- _Work to complete_
Could you output each line below exactly as it appears, excluding any pictures?

[Referring expression data]
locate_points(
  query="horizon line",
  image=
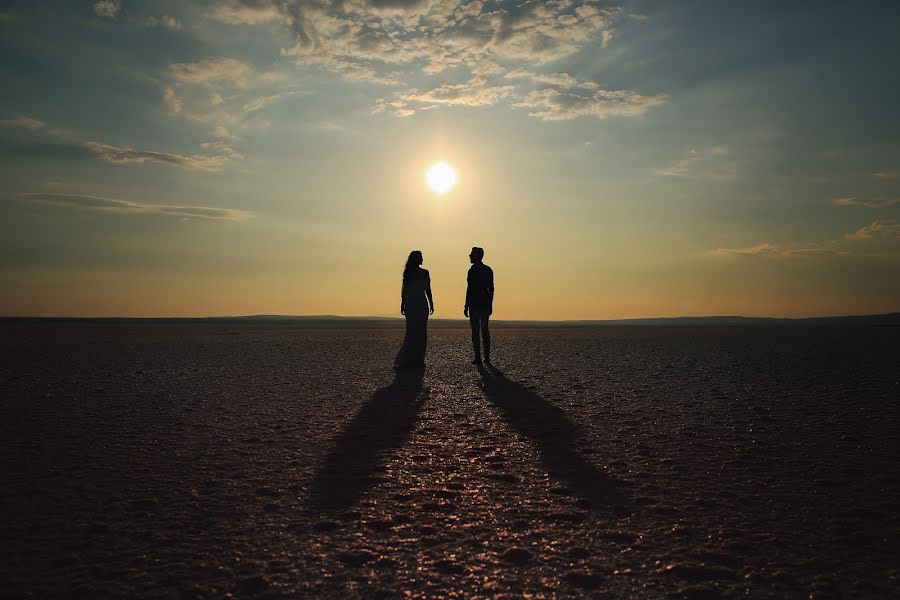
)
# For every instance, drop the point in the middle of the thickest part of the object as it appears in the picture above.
(323, 317)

- _Response box_
locate_points(
  query="horizon line",
  image=
)
# For every instance, drop the point in the middle of the thickest part of the object as it appears in the picture above.
(323, 317)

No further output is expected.